● EXERCISE AIM:
Please reproduce all of the entries below word for word, keeping every line in its original order.

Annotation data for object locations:
....

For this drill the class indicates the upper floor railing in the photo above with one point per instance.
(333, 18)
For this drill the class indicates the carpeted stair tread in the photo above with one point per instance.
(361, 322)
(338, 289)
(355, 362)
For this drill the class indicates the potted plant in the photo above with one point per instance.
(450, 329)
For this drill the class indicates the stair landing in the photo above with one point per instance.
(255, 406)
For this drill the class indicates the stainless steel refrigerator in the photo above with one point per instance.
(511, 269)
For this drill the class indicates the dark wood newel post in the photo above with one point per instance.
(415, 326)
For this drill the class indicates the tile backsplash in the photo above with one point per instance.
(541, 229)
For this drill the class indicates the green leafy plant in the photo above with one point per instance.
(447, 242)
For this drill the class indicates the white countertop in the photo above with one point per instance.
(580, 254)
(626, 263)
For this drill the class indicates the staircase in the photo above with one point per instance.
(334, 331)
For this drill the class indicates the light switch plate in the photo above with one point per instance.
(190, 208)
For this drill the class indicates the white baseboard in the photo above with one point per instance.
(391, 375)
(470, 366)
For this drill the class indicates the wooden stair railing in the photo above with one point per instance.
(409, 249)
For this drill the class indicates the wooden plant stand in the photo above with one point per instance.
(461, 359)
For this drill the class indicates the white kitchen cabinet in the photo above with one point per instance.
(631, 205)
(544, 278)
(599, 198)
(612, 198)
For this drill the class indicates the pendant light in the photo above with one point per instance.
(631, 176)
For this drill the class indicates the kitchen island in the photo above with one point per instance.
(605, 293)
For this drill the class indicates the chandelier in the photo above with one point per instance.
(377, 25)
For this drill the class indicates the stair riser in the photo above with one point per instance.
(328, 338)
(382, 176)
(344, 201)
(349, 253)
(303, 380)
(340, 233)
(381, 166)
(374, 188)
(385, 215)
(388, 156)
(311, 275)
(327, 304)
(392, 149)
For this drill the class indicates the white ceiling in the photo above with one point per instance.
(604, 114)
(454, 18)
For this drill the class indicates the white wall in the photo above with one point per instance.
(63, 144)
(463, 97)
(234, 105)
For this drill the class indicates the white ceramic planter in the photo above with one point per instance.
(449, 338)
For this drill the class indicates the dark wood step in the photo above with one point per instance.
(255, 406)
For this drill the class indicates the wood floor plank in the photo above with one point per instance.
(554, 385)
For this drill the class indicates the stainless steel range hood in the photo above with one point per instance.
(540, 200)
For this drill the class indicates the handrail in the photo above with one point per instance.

....

● TASK SOLUTION:
For this drill the class indicates the upper floor railing in the photo above with one point per instance.
(333, 18)
For this drill the class indicates the carpeted stair tread in the photo above with one point per instance.
(361, 322)
(338, 289)
(355, 362)
For this drill the class indicates the potted plant in the photo above with one point per instance.
(450, 329)
For this drill the class indicates the stair landing in the photo above with one point per instance.
(255, 406)
For this drill the class indicates the stainless steel refrigerator in the photo above with one point per instance.
(511, 269)
For this drill the class indicates the dark wood newel post in the photo above with one point per instance.
(415, 326)
For this drill the class indicates the tile backsplash in the photo above with one point per instance.
(541, 229)
For this drill the class indicates the green leafy plant in the photo above with one point per instance.
(447, 242)
For this drill the class indicates the white countertop in the photo above with one point per instance.
(580, 254)
(626, 263)
For this drill the class indicates the staircase in the photo above with one point per instance.
(334, 331)
For this drill the class indicates the light switch plate in the photo above with one point per instance.
(190, 208)
For this drill the class indicates the white baseboard in the photo above with one point per instance.
(391, 375)
(470, 366)
For this drill the class indicates the wooden stair railing in the photo above with one point per instance.
(409, 249)
For this drill the class indicates the wooden plant stand in the photo above with one point per instance.
(461, 359)
For this drill the class indicates the white kitchen cabinet in the photo above with one point per instance.
(631, 205)
(544, 278)
(599, 198)
(612, 198)
For this drill the class indicates the pendant light in the photo above with one point per instance.
(631, 176)
For this drill the class indicates the kitchen island in the photo above with one point per instance.
(605, 293)
For this drill the class indicates the chandelier in the photo above with one point per instance.
(377, 25)
For this drill the class indicates the stair riser in the photo above with one point per instance.
(328, 338)
(382, 176)
(344, 201)
(349, 253)
(303, 380)
(340, 233)
(381, 166)
(374, 188)
(385, 215)
(388, 156)
(311, 275)
(327, 304)
(392, 149)
For this drill the class indicates the white ceiling in the photo above with one point per instance.
(604, 114)
(454, 18)
For this drill the class indicates the white wall in the photo above with one point per instance.
(63, 144)
(463, 97)
(234, 105)
For this drill the class indicates the white ceramic planter in the photo above with one point per instance.
(449, 338)
For this drill the class indicates the dark wood step in the photo above with one point per instance.
(255, 406)
For this drill the class indicates the wood floor plank in the photo above with one point per instance.
(554, 385)
For this drill the class indicates the stainless steel range hood in the photo above with one point per instance.
(540, 200)
For this drill the class indicates the handrail in the photo above with one point per instance.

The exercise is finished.